Task instructions: Count how many lines of the listing below contain the string "thickest", matching case exactly. Reply with the number only.

Records shown:

+++

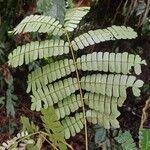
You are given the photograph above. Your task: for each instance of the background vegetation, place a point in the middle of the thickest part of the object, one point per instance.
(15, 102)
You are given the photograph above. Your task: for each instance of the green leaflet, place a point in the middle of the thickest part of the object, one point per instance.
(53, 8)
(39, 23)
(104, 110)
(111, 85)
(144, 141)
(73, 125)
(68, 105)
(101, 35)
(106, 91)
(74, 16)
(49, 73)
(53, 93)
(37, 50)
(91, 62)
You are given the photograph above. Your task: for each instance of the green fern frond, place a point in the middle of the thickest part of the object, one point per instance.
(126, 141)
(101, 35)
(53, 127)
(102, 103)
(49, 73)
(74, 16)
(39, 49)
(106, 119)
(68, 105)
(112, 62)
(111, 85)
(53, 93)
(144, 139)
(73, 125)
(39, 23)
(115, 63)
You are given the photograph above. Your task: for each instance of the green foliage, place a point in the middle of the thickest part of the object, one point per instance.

+++

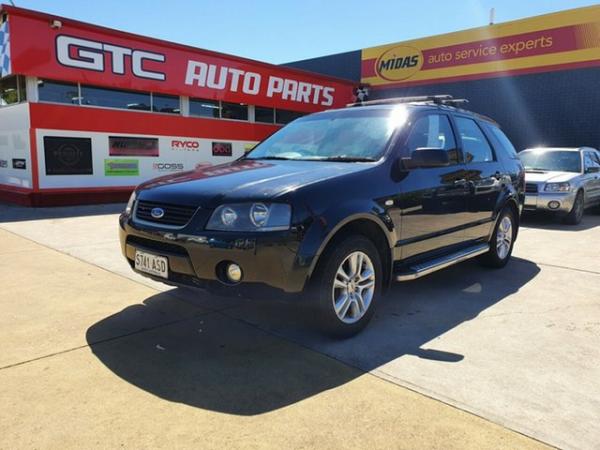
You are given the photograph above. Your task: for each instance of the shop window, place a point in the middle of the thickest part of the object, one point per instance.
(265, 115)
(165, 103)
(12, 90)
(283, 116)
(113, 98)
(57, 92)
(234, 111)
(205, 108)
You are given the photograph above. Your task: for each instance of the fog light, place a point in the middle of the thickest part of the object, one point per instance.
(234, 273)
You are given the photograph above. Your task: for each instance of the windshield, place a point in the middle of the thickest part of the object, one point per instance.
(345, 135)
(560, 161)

+++

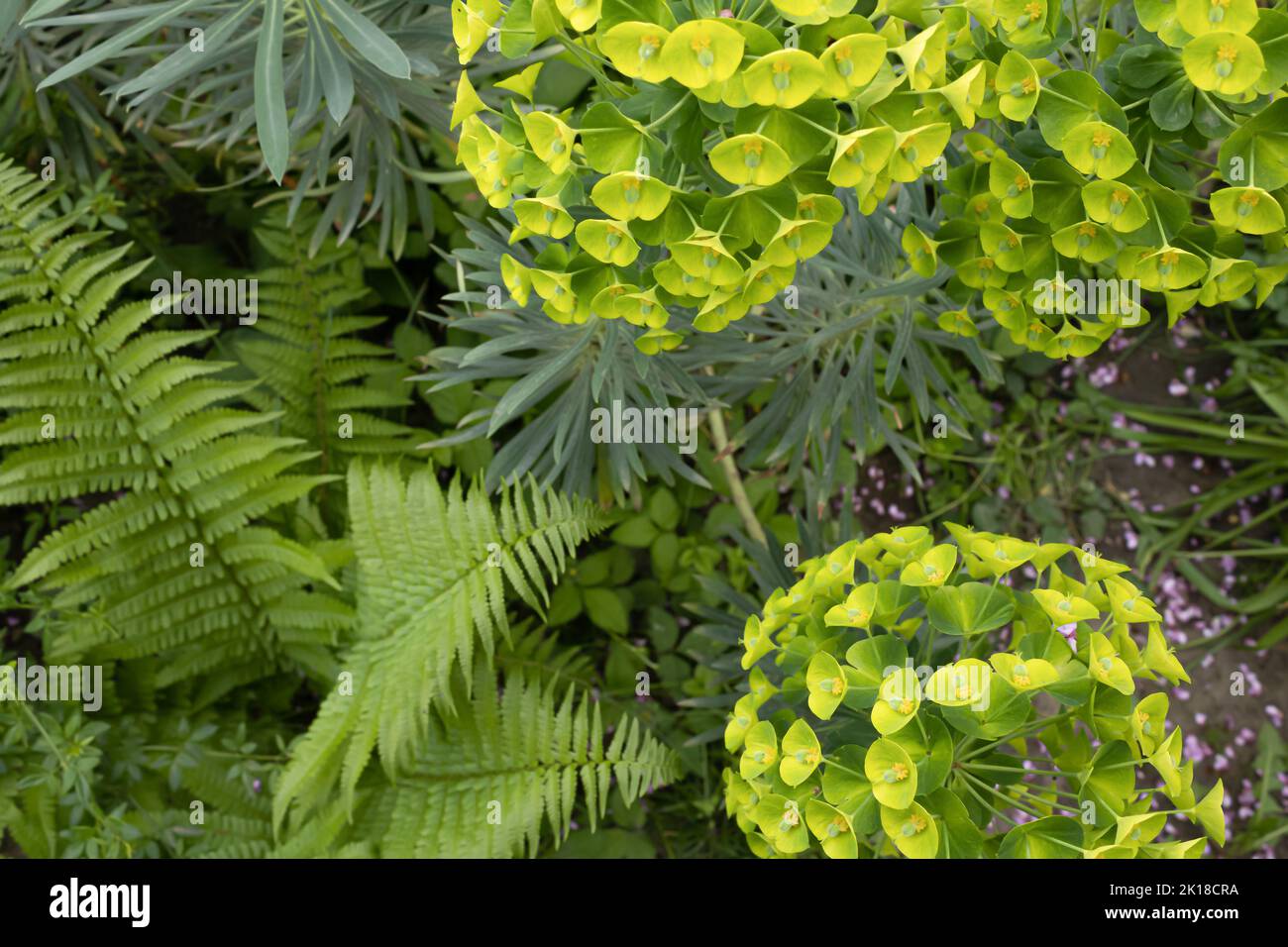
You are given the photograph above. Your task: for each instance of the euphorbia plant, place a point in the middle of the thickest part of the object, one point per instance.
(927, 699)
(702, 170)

+++

Full response: 8